─── TEXT BLOCK

# Need sprinter advice pls



## leon1 (Feb 7, 2012)

I been doing weight training for the past 2 months now to improve my legs and wattage. 

My stats. 
weight are the same at 185 no improvement there @ 6'2" height ( I just lost some small amount of fats)
watts i _used _ to peak at average of around 900watts, now with an additional 45-50watts during interval training. 
I'm a Cat 3 racer here at midwest USA 
usually commute for 300miles to school weekly (60 miles a day for 5 days). 

Problem.
recently I've join some local group ride and we've done some interval sprinting yesterday (all out) at zone 5. Problem is my rear tire keeps slipping or lost traction for a few milliseconds when i rock N roll my bike from side to side. I never had this problem before. Its like sprinting in a smooth pavement with fine sand on it, thats how i felt. 

Back tire pressure is at 130psi, i love high pressure tire and again i never had this problem before. I even reverted back to stock barely used *heavy clincher wheels and tires* at 120 psi and got the same problem:mad2:. This only happened when i sprint out of the saddle. 

I been electronically fitted to my bike by a professional, so i don't think poor fitting is a problem. I dont think to much toque is the problem either because I've smash a 14% grade hill @ 39front 28 rear with no problem (out of the saddle and rock N rolling it too). maybe I'm using poor technique? stumping the pedals and things like that? 

The only change I've done to my bike was the grip tape and tires before this problem happened....I cant revert to my *OLD tubular *tire because its gonna cost me $50 for my LBS to remove, clean, and install it again.

──────

SET TASK 1
Find each line in the records below that contains the word "wispy", and copy those lines.

─── PROVIDED INFORMATION

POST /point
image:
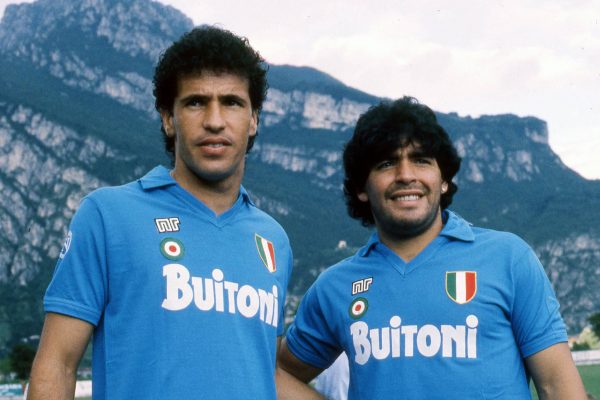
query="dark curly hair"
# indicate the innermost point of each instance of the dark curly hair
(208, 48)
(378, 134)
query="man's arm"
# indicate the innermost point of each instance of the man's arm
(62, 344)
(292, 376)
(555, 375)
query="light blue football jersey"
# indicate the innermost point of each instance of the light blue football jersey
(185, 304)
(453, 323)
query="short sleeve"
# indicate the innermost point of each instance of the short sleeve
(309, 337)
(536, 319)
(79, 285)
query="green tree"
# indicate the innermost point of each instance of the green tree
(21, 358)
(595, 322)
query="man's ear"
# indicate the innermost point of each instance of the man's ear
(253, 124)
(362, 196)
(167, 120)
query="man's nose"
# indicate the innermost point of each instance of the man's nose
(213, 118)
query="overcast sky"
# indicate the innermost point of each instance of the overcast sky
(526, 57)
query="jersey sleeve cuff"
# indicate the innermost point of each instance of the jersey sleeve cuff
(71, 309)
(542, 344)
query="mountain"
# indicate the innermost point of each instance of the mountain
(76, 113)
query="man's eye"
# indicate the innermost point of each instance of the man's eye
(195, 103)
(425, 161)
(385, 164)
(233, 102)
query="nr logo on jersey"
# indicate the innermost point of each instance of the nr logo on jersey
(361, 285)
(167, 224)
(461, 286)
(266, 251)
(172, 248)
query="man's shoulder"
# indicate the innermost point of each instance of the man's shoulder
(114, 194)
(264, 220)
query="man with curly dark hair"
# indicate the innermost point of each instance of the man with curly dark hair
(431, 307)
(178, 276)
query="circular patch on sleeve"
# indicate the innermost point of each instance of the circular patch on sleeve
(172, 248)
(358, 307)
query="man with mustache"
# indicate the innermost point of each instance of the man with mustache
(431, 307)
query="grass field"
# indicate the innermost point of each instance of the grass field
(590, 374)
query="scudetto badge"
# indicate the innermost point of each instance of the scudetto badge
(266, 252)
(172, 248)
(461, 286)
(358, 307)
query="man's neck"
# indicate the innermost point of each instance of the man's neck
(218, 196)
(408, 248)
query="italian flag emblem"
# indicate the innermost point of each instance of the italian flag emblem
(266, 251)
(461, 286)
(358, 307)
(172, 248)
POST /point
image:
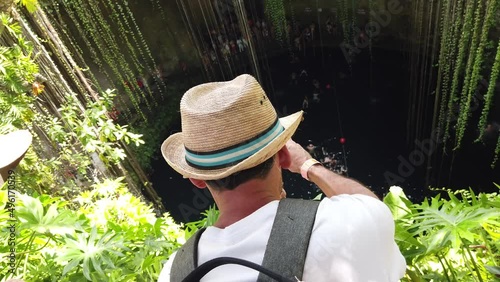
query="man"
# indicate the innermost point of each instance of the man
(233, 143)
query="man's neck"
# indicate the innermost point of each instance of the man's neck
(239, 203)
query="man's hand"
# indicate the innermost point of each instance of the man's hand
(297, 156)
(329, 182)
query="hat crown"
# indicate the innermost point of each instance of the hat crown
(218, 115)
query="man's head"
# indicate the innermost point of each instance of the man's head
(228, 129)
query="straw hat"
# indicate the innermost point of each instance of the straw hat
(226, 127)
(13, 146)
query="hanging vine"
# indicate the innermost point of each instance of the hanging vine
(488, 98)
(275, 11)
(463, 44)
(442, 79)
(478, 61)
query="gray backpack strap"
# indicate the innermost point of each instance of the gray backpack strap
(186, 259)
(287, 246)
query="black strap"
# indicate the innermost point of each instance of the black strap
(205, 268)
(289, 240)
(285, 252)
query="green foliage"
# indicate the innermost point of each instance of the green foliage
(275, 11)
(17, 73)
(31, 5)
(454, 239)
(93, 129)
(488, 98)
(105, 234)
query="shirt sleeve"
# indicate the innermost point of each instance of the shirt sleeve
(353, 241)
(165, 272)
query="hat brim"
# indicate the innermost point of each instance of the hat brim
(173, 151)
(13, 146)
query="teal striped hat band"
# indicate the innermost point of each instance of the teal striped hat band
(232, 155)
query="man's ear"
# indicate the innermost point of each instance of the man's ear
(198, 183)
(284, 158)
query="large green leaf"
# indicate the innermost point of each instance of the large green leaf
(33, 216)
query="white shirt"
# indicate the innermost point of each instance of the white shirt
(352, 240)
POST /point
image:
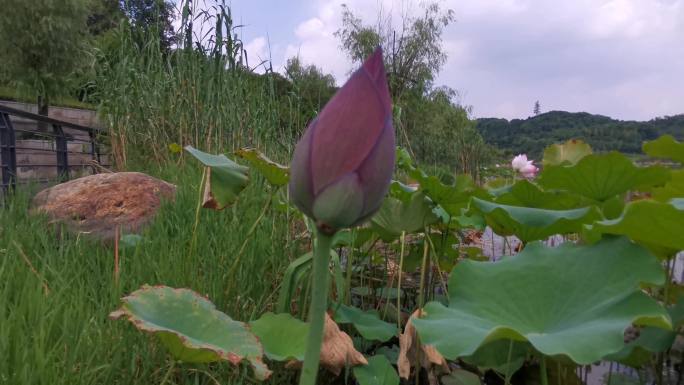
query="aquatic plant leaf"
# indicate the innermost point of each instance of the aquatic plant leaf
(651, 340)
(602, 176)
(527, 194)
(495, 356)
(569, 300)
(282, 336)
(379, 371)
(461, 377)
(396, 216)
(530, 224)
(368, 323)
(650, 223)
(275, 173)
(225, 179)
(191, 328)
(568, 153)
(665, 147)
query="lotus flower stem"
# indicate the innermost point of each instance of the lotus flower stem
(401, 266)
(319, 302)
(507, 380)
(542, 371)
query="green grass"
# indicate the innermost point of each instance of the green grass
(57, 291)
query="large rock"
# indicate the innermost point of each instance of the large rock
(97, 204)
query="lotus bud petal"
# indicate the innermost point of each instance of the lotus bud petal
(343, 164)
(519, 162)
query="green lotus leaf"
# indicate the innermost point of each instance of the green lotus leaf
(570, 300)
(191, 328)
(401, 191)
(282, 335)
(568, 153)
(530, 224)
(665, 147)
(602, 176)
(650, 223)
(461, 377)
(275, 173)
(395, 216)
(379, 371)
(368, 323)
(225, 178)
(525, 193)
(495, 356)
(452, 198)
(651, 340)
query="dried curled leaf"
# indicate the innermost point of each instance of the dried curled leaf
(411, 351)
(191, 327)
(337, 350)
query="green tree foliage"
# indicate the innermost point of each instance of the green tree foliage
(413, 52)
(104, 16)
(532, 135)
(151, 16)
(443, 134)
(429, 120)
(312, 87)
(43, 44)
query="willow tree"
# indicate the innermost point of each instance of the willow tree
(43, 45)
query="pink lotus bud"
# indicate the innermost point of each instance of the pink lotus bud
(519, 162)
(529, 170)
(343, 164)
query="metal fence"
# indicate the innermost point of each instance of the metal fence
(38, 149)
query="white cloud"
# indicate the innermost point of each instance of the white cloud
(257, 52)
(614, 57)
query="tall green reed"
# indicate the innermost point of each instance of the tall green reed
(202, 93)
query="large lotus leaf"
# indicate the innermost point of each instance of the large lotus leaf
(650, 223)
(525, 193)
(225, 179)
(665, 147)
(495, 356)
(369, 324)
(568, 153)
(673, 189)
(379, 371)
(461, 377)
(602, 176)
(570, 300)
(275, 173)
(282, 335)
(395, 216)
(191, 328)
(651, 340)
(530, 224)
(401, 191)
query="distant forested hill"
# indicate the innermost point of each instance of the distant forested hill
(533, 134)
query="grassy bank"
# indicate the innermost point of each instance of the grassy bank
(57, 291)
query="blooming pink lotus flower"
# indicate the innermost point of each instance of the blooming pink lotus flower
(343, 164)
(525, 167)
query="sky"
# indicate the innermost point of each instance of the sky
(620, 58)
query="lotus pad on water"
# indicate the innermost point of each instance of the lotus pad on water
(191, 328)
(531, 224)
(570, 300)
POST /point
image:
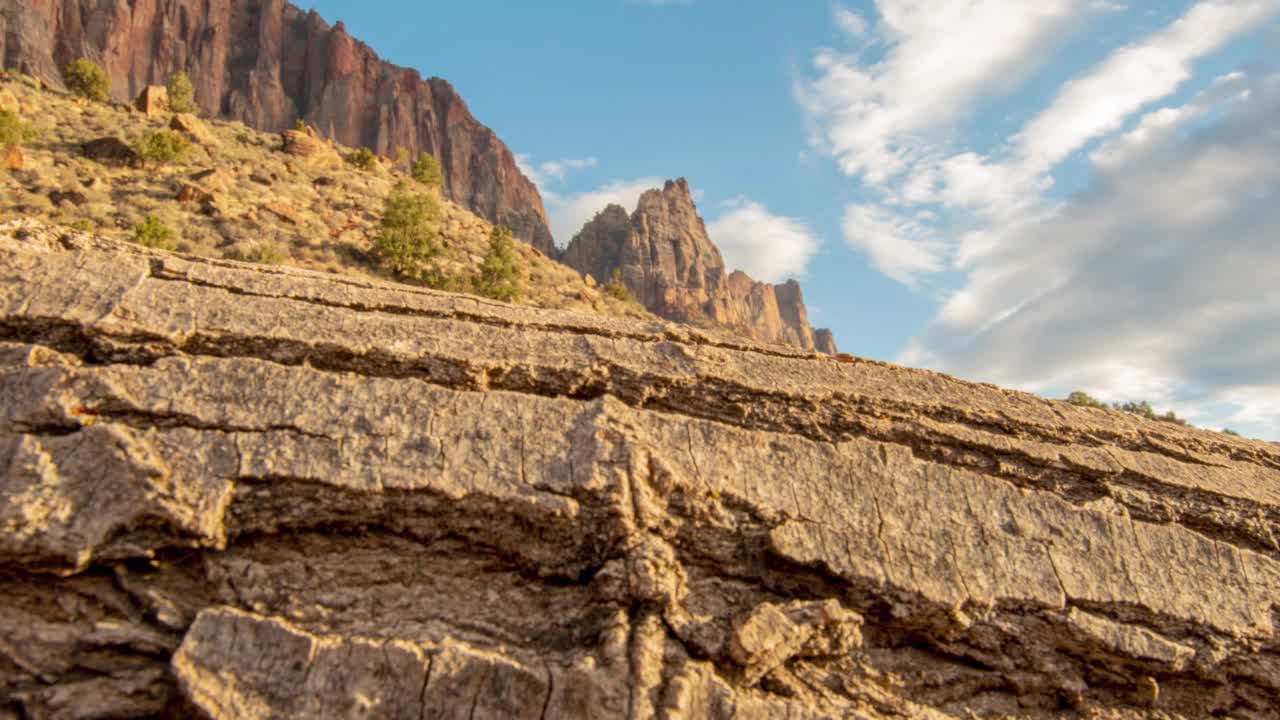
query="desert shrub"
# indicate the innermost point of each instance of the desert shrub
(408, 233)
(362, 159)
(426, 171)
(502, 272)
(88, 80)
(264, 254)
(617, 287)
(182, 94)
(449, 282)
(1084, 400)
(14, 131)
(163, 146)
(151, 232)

──────
─── PROVIDED INFORMATION

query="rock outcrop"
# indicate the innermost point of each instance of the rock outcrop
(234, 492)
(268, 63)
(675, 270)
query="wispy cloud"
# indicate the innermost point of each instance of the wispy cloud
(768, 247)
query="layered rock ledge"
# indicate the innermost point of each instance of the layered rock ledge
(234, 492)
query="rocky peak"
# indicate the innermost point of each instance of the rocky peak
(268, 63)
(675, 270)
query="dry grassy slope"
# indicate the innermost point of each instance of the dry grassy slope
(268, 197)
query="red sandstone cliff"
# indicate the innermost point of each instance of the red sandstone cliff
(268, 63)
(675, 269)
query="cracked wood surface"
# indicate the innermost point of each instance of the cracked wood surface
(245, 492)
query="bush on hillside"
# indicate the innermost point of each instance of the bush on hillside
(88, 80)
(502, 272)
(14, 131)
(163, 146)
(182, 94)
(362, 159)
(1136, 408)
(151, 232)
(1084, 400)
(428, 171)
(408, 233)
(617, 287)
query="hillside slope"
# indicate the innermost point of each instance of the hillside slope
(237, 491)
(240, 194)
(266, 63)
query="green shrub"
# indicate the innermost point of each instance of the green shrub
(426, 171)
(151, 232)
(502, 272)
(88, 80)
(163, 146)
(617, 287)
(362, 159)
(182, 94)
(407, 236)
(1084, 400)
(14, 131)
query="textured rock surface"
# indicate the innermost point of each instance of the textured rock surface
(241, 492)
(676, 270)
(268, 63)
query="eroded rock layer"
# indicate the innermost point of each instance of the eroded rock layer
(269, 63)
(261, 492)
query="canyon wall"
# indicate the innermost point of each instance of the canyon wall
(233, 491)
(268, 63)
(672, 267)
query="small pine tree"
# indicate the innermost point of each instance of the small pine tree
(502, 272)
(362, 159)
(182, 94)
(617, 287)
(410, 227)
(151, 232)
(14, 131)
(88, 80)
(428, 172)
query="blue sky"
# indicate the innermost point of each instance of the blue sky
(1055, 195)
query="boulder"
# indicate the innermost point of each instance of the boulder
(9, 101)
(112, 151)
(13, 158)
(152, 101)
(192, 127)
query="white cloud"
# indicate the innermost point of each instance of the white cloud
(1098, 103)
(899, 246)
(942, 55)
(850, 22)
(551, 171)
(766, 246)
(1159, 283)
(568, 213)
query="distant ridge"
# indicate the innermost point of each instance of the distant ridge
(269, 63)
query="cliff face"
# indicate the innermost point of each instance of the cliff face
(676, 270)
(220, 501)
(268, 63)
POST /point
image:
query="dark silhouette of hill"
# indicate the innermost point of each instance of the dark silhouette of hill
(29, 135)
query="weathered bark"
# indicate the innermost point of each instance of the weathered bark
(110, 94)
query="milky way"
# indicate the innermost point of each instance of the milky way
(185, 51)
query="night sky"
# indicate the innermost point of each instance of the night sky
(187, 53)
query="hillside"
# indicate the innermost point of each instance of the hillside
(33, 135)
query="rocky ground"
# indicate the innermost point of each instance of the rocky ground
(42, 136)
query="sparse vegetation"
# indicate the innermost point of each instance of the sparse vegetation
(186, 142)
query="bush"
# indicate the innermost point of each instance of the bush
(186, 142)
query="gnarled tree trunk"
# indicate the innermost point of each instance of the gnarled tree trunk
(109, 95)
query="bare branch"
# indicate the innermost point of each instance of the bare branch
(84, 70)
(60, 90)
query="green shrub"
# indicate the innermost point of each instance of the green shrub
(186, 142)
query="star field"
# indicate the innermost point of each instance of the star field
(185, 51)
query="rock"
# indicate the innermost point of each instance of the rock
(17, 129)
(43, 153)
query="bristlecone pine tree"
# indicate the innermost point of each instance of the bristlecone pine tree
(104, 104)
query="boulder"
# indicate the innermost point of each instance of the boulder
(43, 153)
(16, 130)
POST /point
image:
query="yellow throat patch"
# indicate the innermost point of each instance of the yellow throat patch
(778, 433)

──────

SET TASK 2
In the forum thread, what were the only changes made to the bike before the rear tire started slipping?

FULL ANSWER 1
query="wispy cloud"
# indicate the innermost point of each instance of the wispy cloud

FULL ANSWER 2
The grip tape and the tires.